*Goal*. Can you copy every item below word for word, leaving out any pictures?

[Start of Task inputs]

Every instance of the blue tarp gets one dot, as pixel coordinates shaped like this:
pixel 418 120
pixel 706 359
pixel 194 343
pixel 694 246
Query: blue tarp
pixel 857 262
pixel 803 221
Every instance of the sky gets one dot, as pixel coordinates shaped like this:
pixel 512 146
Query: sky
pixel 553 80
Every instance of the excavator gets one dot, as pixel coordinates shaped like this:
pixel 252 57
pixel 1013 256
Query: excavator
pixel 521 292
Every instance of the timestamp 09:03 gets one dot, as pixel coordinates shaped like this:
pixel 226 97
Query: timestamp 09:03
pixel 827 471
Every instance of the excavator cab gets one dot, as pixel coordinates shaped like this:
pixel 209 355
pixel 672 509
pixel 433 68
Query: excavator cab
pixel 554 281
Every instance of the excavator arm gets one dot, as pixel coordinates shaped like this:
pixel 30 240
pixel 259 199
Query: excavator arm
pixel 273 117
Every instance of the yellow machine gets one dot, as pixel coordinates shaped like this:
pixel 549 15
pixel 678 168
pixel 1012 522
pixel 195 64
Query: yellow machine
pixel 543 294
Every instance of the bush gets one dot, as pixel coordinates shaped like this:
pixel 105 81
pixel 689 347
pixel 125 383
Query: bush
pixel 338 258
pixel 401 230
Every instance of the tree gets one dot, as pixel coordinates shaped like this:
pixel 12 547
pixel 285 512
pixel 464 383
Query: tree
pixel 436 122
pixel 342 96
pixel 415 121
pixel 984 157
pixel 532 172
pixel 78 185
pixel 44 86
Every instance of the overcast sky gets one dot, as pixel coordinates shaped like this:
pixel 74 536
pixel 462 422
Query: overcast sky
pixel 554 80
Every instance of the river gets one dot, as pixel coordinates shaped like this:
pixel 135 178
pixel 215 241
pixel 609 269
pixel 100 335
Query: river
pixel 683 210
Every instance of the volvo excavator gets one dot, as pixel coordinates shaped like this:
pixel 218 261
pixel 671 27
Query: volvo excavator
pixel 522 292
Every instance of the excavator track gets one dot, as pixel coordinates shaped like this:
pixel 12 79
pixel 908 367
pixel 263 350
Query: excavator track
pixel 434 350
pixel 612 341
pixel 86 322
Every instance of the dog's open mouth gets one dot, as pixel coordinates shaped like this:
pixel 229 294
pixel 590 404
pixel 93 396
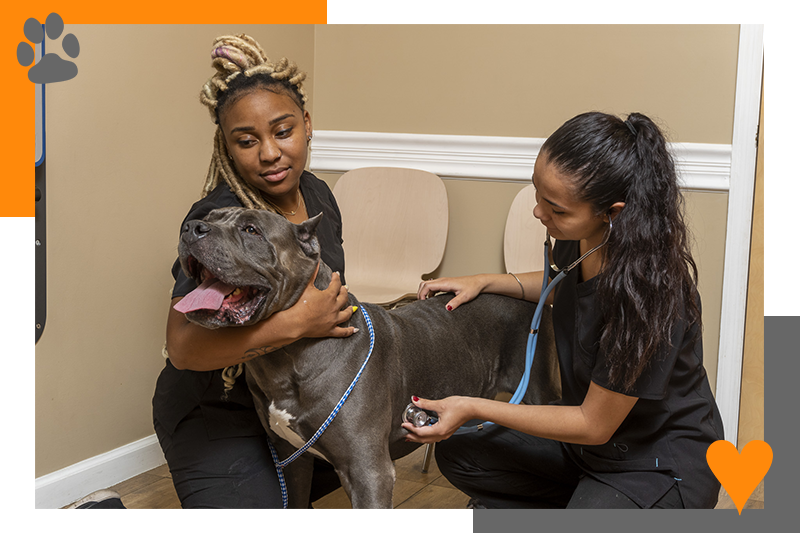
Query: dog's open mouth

[End of Task inputs]

*Output of the exercise*.
Every instance of the blue tarp gets one dot, as pixel coordinates shaped like this:
pixel 418 120
pixel 706 359
pixel 194 343
pixel 694 246
Query: blue tarp
pixel 857 262
pixel 803 221
Every instance of the sky gets one dot, as pixel coordinates shaped like this:
pixel 512 146
Query: sky
pixel 553 80
Every instance of the excavator gets one dot, as pixel coordinates shaped like this:
pixel 252 57
pixel 1013 256
Query: excavator
pixel 521 292
Every instance of the timestamp 09:03 gets one dot, as pixel coordinates shaped like this:
pixel 226 97
Query: timestamp 09:03
pixel 827 471
Every instance of the excavator cab gets one dot, as pixel coordinates shaped like this:
pixel 209 355
pixel 672 509
pixel 433 68
Query: excavator cab
pixel 554 281
Every instance of the excavator arm gets one dot, as pixel coordinates shaped like this:
pixel 30 240
pixel 259 199
Query: excavator arm
pixel 273 117
Every instance of the yellow machine gets one dot, as pixel coordinates shaped like this:
pixel 549 15
pixel 678 168
pixel 1012 522
pixel 195 64
Query: yellow machine
pixel 543 294
Every instance of the bush gets one dot, as pixel coordinates shaped like this:
pixel 105 81
pixel 689 347
pixel 125 383
Query: bush
pixel 338 258
pixel 401 230
Every instance of the tree gets one dot, as pixel coordinates shaped like this:
pixel 12 547
pixel 285 512
pixel 464 383
Query: tree
pixel 436 122
pixel 342 96
pixel 415 121
pixel 984 157
pixel 532 172
pixel 78 185
pixel 44 86
Every instance of the overcast sky gets one dot, as pixel coordinates shaped like this:
pixel 74 536
pixel 462 422
Query: overcast sky
pixel 554 80
Every instance of the river gets one dot, as pixel coordinates shaped like this:
pixel 135 178
pixel 215 241
pixel 609 269
pixel 100 335
Query: river
pixel 683 210
Every instance of the volvo excavator gets one dot, as pixel coordinates shaped like this:
pixel 218 261
pixel 671 27
Query: volvo excavator
pixel 522 292
Every instance of the excavator track gets one dot, as pixel coordinates shaped like this:
pixel 12 79
pixel 908 367
pixel 263 350
Query: excavator track
pixel 434 350
pixel 612 341
pixel 86 322
Every instance of the dog's open mouth gets one dot, as pixel coordinates shaped like this:
pixel 229 294
pixel 590 404
pixel 93 396
Query: dog's open mouth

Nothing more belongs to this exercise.